◆ **SET TASK**:
Please write out the material that follows, exactly as it stands.

◆ **Object position labeling entries**:
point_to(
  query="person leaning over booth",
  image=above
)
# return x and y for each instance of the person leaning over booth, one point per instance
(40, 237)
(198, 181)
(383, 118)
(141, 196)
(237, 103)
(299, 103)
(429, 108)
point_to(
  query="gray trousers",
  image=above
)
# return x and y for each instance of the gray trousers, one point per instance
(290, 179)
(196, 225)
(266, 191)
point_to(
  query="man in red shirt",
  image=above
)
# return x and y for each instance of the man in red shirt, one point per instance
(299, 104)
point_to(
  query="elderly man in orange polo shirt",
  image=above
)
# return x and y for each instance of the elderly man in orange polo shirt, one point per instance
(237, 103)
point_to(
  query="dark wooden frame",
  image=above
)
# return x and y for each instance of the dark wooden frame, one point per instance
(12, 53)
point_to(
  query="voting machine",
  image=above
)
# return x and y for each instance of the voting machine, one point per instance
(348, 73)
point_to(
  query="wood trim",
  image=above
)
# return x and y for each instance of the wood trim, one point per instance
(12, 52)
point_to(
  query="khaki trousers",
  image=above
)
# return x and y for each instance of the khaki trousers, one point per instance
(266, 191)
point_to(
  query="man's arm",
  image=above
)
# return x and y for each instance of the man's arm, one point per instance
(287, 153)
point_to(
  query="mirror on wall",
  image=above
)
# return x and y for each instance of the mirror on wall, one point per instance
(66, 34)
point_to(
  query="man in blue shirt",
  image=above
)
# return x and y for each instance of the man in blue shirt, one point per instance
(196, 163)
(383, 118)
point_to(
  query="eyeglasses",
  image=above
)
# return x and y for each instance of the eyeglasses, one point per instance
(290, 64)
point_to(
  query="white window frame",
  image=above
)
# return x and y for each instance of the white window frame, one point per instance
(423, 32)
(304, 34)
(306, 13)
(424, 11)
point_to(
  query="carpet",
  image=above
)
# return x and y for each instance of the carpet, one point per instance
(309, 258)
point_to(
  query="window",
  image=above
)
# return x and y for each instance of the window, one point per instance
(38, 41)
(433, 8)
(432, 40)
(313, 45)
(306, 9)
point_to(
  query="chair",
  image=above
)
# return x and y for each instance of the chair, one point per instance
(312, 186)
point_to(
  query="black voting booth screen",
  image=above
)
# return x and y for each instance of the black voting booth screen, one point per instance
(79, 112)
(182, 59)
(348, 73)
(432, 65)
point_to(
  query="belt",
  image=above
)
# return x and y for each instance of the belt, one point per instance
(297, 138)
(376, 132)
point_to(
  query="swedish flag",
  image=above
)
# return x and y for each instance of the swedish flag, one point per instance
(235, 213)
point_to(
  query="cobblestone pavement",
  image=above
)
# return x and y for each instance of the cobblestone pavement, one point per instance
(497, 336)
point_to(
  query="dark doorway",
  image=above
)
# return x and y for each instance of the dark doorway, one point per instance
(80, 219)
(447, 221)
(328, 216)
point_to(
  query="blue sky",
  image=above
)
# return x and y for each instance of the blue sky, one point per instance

◆ **RESPONSE**:
point_to(
  query="person leaning over booth",
  image=above
)
# return x and y for each instance of the person leaning over booth, one point per instance
(40, 237)
(198, 181)
(383, 118)
(141, 196)
(237, 103)
(299, 103)
(429, 108)
point_to(
  query="gray trousers",
  image=above
)
# return x and y for each instance of the gray trousers, one point per instance
(290, 179)
(196, 225)
(266, 191)
point_to(
  query="man in red shirt",
  image=above
)
# return x and y for each instance of the man in red shirt, one point per instance
(299, 104)
point_to(
  query="elderly man in orange polo shirt",
  image=above
)
# return x and y for each instance of the elderly man in orange polo shirt, one point per instance
(237, 103)
point_to(
  query="dark wooden frame",
  image=above
)
# return x and y for each instance of the dark wooden frame, one point per instance
(12, 53)
point_to(
  query="voting machine",
  image=above
)
# return x and y for each instance of the voting machine, one point per instance
(348, 73)
point_to(
  query="wood trim",
  image=above
)
# return x and y for each instance of the wood trim, one point per instance
(12, 52)
point_to(
  query="khaki trousers",
  image=above
)
# return x and y for each instance of the khaki trousers, one point per instance
(266, 191)
point_to(
  query="man's arm",
  image=above
)
# return x and y for each instance of the man's arm, one point per instance
(287, 153)
point_to(
  query="mirror on wall",
  image=above
)
# return x and y for each instance of the mirror on wall, one point per instance
(66, 34)
point_to(
  query="man in blue shirt",
  image=above
)
# return x and y for each instance of the man in blue shirt, one point per instance
(196, 163)
(383, 118)
point_to(
  query="eyeglasses",
  image=above
)
# return x and y for each instance of the eyeglasses, one point per instance
(290, 64)
point_to(
  query="white window frame",
  image=above
)
# return x and y for each instance of the white window frame, one point per instance
(423, 32)
(304, 34)
(306, 13)
(424, 11)
point_to(
  query="carpet",
  image=above
)
# return x and y for each instance of the carpet, one point per instance
(309, 258)
point_to(
  query="window",
  image=above
)
# return x and y for each instance of the window, one point per instance
(38, 41)
(433, 8)
(432, 40)
(313, 45)
(306, 9)
point_to(
  query="chair",
  image=above
)
# return x and y for each instance of the chair, one point per instance
(312, 186)
point_to(
  query="black voting booth screen",
  image=above
)
# return x and y for each instance of the black voting booth screen, one point per instance
(79, 112)
(182, 59)
(348, 73)
(432, 65)
point_to(
  query="belt",
  image=above
)
# return x and y for each instance of the belt, one point per instance
(297, 138)
(376, 132)
point_to(
  query="swedish flag",
  image=above
)
# return x and y for each instance of the swedish flag, one point per instance
(235, 213)
point_to(
  query="cobblestone pavement",
  image=above
)
# return x and y for each instance of the cobblestone pavement, one point per instance
(497, 336)
point_to(
  query="dark doorway",
  image=above
)
# return x and y for each instance of the dark doorway, one point per instance
(80, 219)
(447, 221)
(328, 216)
point_to(
  query="blue sky",
  image=above
)
# return x and y for each instance of the blue sky, one point per instance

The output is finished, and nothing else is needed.